• GIVEN TEXT:

Homicide stats tell a fraction of the story in New York's Cities & Boroughs
Fatal and non-fatal shootings are mostly down, but the ratio of non-fatal to fatal firearm injuries is heavily skewed and warrants vigilance.
Firearm homicides continued to decrease in most New York cities/boroughs in 2023, compared to previous summers.
However, there were roughly 3x to 6x more shooting injuries than fatalities in Brooklyn (4:1), Queens (4:1), Bronx (4:1), Staten Island (6:1), Buffalo (3:1), Rochester (5:1); and Syracuse (6:1) during the summer of 2023. If we focus our research and reporting only on homicides involving firearms, we miss the overwhelming majority of incidents of firearm violence.
Use the links to view interactive graphs depicting shooting fatalities to injuries in selected NY cities & boroughs. Darker shaded (and larger) chart regions depict injuries. Lighter shaded areas depict fatalities.
Importantly, the rate of firearm violence (fatalities and/or injuries) per 100,000 is incredibly low (by US standards) in all boroughs of New York, both relative to cities like Albany, Syracuse, and Rochester, but also compared to most large US cities.
For instance, the Bronx population is 1.47 million, while the population of Rochester is 211,000. So, the Bronx has 7x more people but practically the same number of non-fatal shootings, and only marginally fewer firearm fatalities as Rochester. New York City is not particularly prone to high levels of gun violence, but Syracuse, Rochester, Buffalo and Albany are.
Still, the increase in the amount of overall gun violence in most cities in New York since 2015 (excluding Hempstead and Yonkers which have incredibly low rates) is notably broad and driven by a substantial increase in non-fatal injuries relative to injuries. In other words, the ER doctors are incredibly good at treating gunshot wounds and/or shooters are increasingly haphazard about where they’re aiming/at whom they’re targeting.

• WHAT YOU WILL DO:
A) For the text on gun violence in New York, decide whether each statement agrees with it: (i) Staten Island had about six shooting injuries for every fatality in the summer of 2023; (ii) the Bronx had far more non-fatal shootings than Rochester; (iii) the lighter shaded chart areas show injuries. Answer yes or no for each and quote the words of the text that settle it.
B) Summarize the text on gun violence in New York in two sentences.
C) Pick up the text on gun violence in New York after its last sentence and keep writing.
The records have nothing to do with this work.

• Data excerpts:

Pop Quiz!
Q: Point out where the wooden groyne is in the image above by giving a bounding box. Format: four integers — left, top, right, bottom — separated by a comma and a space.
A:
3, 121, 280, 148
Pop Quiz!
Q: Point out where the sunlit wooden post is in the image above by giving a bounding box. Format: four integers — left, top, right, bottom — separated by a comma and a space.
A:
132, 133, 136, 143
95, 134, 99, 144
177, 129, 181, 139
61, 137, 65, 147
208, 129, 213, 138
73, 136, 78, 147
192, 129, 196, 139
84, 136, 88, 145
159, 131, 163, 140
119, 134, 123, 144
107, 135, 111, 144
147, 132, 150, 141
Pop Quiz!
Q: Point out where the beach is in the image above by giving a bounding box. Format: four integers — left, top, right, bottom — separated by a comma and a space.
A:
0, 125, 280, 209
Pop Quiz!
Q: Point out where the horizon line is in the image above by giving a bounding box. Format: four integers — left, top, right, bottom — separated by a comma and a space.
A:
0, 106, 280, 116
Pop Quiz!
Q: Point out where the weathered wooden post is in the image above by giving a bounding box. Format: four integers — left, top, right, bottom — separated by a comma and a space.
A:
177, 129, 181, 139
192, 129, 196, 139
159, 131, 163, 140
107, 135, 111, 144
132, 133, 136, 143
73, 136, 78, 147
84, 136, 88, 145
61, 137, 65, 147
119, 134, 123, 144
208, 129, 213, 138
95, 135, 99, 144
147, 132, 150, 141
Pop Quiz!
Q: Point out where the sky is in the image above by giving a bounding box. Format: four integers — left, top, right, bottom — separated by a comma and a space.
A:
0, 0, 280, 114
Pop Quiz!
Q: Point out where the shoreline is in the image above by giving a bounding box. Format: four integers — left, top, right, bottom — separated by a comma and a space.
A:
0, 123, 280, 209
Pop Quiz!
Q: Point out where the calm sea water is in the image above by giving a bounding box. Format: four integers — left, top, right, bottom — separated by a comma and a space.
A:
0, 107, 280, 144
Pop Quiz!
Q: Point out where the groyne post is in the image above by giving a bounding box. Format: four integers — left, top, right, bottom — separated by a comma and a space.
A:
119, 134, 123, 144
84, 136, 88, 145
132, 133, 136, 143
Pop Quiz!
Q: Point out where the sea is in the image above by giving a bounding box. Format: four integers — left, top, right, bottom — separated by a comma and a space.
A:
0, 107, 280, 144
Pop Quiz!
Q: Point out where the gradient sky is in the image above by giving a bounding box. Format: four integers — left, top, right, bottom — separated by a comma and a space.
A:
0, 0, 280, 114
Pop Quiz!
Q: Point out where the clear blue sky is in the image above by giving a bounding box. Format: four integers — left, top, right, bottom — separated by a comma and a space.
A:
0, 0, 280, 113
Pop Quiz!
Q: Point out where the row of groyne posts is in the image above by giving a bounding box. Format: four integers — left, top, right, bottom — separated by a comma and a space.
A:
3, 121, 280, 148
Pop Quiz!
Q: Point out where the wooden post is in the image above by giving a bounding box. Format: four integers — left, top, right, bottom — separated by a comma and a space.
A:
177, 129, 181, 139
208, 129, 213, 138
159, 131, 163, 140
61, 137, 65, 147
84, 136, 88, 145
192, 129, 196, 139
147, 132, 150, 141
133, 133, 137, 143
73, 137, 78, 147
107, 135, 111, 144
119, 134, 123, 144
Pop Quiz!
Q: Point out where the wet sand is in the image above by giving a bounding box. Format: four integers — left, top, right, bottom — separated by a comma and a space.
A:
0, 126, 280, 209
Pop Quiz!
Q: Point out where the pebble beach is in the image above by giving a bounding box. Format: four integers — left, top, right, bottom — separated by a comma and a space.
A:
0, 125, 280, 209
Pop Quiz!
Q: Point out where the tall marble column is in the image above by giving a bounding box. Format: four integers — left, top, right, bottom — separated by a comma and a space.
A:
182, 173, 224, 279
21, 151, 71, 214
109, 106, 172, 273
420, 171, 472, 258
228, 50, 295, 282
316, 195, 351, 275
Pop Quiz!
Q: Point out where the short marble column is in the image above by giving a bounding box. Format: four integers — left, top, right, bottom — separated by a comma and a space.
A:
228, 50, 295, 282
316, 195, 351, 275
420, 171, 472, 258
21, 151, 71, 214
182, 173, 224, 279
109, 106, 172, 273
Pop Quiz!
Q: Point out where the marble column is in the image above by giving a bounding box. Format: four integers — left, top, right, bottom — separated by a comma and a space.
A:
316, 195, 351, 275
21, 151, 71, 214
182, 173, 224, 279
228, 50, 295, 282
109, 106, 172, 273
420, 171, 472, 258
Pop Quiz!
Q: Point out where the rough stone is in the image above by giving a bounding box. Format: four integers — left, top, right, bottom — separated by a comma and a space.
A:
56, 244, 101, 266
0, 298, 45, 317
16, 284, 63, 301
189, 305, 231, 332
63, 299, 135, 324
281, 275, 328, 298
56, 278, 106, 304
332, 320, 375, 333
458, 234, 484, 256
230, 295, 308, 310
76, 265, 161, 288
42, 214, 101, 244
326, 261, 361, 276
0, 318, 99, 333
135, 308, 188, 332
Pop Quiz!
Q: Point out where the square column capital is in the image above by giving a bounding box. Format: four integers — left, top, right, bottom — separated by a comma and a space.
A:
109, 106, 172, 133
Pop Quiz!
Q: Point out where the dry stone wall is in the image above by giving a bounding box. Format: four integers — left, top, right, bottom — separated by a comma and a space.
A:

• RESULTS OF THE TASKS:
A)
(i) Yes: "Staten Island (6:1)"
(ii) No: "practically the same number of non-fatal shootings"
(iii) No: "Lighter shaded areas depict fatalities."

B) Firearm homicides kept falling in most New York cities and boroughs in 2023, but shooting injuries outnumbered fatalities by roughly three to six times that summer, so looking only at homicides misses most firearm violence. New York City's boroughs have very low rates of firearm violence per 100,000 compared with Albany, Syracuse, Rochester and most large US cities.

C)
Here’s how shooting fatalities and injuries broke down in 2015:
Now here’s the breakdown during the pandemic, when gun violence spiked practically everywhere, including throughout NYC:
Finally, here’s the picture at the end of the summer of 2023. The boroughs are heading in the right direction and Albany looks great, but Rochester is struggling.
Murder stats get headlines, especially when they’re sharply increasing or decreasing, but today’s firearm assault is tomorrow’s firearm homicide, as these are attempted murders, not warning shots. Non-fatal shootings require our attention and vigilance, even in places with relatively low murder rates.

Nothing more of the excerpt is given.